## [Tasks to complete]
**A)** Retype the section of the passage on probabilistic formal languages starting at "As we saw in" and ending at "probabilistic formal languages.".
**B)** In the passage on probabilistic formal languages, what term is used for the function p that returns the probability of each string?
**C)** Write the next part of the passage on probabilistic formal languages, picking up right after its final sentence.

We have now seen how we can use formal languages, or sets of strings, as a model of natural language structure. We have also introduced the idea of describing natural languages in terms of computational processes such as recognizers and generators. With these tools in hand, we now have a framework in which we can plausibly begin to build some models of natural language which are computationally precise.

Before going further, it is useful to consider one more extension of our formal language theoretic model. In our basic model so far, a string is either in a formal language \(L\) or outside of the formal language \(L\), that is, in \((V^* - L)\), but we have no measure distinguishing how prototypical, frequent, or common a string is within a language language. It is useful, for these reasons and others, to introduce the idea of a probability distribution over a formal language or a probabilistic formal language.

A probabilistic formal language is just a formal language where each string \(s\) is associated with a probability \(p(s)\). The function \(p(s)\) satisfies two constraints. First, every probability is a number between \(0\) and \(1\), that is, \(p(s) \in [0,1]\). Second, summing \(p(s)\) over all elements in \(L\) gives \(1\), that is, \(\sum_{s \in L} p(s) = 1\). We refer to the function \(p\) that returns the probability of each string as a probability mass function—this is the term used for such functions when defined on discrete sets. We will talk more about probability mass functions later in the book when we introduce random variables.

If our language \(L\) consisted of two strings, say \(\{a, abba\}\), we could specify a probability distribution by specifying a probability for each string, such that all of the probabilities add up to \(1\). For examples, we could specify that \(p(a)=0.5\) and \(p(abba)=0.5\). We can picture this with a barplot.

(barplot '(a abba)
'(0.5 0.5))

Alternatively we could have specified that \(p(a)=0.7\) and \(p(abba)=0.3\) giving the following barplot.

(barplot '(a abba) '(0.7 0.3))

There are, of course, an uncountably infinite number of different probability distributions which we can specify on these two strings., each of which is parameterized by a probability vector. A probability vector is just a list of numbers where all of the entries are numbers between zero and one and all of the entries add up to one. We will write probability vectors as \(\vec{\theta}=\langle 0.7, 0.3\rangle\).

As we saw in the last chapter, we can characterize a non-probabilistic languge using a recognizer which is a predicate \(p(s)\) which returns true for the strings in the language and false otherwise. When we think of a probability distribution over strings, it is also convenient to think about the strings that are not in the language (that is, strings in \(V^*-L\)) as having probability \(0\). A probabilistic language generalizes this so that strings outside the language have \(0\) probability but strings in the language can have different probabilities which measure their prototypicality, commonness, or frequency.

Why are probabilistic languages useful? By adding probabilities to our formal languages, we gain several benefits.

We will look at each of these aspects of probabilistic languages in this course. First, let’s talk a bit more about specifying probabilistic formal languages.

## [Information supplied]
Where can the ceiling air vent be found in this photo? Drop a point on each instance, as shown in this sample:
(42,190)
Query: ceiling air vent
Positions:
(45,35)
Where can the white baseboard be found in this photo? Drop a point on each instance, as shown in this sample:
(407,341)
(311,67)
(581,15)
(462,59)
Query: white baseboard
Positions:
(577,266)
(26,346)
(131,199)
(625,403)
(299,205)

## [Responses in order]
**A)**
As we saw in the last chapter, we can characterize a non-probabilistic languge using a recognizer which is a predicate \(p(s)\) which returns true for the strings in the language and false otherwise. When we think of a probability distribution over strings, it is also convenient to think about the strings that are not in the language (that is, strings in \(V^*-L\)) as having probability \(0\). A probabilistic language generalizes this so that strings outside the language have \(0\) probability but strings in the language can have different probabilities which measure their prototypicality, commonness, or frequency.

Why are probabilistic languages useful? By adding probabilities to our formal languages, we gain several benefits.

We will look at each of these aspects of probabilistic languages in this course. First, let’s talk a bit more about specifying probabilistic formal languages.

**B)** A probability mass function.

**C)**
Computational Models of Formal Languages

When a language is finite, we can specify its distribution just using a list specifying one probability for each string. This is similar to the extensional definition of a set.

\(s\) \(p(s)\)
a 0.6
baab 0.1
ab 0.3

A fixed-size discrete probability distribution can be parameterized with a probability vector.

What about when our language is infinite, like in the case of \((ab)^*\) or English, for that matter? In the preceding lecture, we discussed computer programs that could characterize formal languages intensionally using recursion. We can also do similar things with probabilistic formal languages.

Samplers

One way of specifying the probability of some corpus is by defining a probabilistic generative model. This is simply a generator whose is behavior is random; that is, it is a model which samples strings from some probability distribution. Recall our definition of a generator for the language \((ab)^*\).

(defn generate-ab* [n]
  (if (= n 0)
      '()
      (concat 
        '(a b) 
        (generate-ab*  (- n 1)))))

(generate-ab*  10)

Recall that in this code we left \(n\) unspecified, a nondeterministic choice. One way to define a probability distribution is to replace nondeterministic choice with random choice. How can we do this? First, let’s define a procedure called flip which flips a fair coin.

(defn flip 
  []
  (if (< (rand) 0.5) 
    true 
    false))
(flip)

flip defines a distribution over a fair coin. We can look at its behavior by examining a histogram of many tosses of this coin. Note that the function flip takes no inputs. Functions like this have a special name in functional programming, they are called thunks.

(hist (repeatedly 100000 flip))

Using flip we can define a function that samples from the non-negative integers like so.

(defn sample-n []
  (if (flip)
	0
    (+ 1 (sample-n))))

(sample-n)

It is also useful to visualize this distribution using a histogram, to get a feel for how it spreads its probability mass over the natural numbers \(\mathbb{N}\).

(hist (repeatedly 10000 sample-n))

Using sample-n we can now draw random samples from the language \((ab)^*\).

(defn sample-ab*  [] (generate-ab*  (sample-n)))
(sample-ab*)

We can also use the same idea directly to define sample-ab* by replacing the stopping condition with a random coin flip.

(defn sample-ab* []
  (if (flip)
      '()
      (concat '(a b) (sample-ab*))))

(sample-ab*)

Note that we have been using names that begin with sample-. Such a probabilistic generator is known as a sampler and we will often use this naming convention when we write them. Let’s look at the distribution over strings generated by the procedure sample-ab*.

(hist (repeatedly 10000 sample-ab*))

Let’s take a moment to consider the generative process which defines the distribution over this formal language. The generative process can be thought of as walking along the strings of the language, arranged in terms of length (i.e., \(\epsilon\), \(ab\), \(abab\), etc.) and flipping a coin, with probability \(q\) of heads, at each string. If the coin comes up true (heads) at string \((ab)^n\) then we stop and return that string. Otherwise, we continue repeating at string \((ab)^{n+1}\). Thus, the probability distribution over strings defined by this process is given by the following expression (recalling that \(1-q\) is the probability of not stopping at a particular \(n\)).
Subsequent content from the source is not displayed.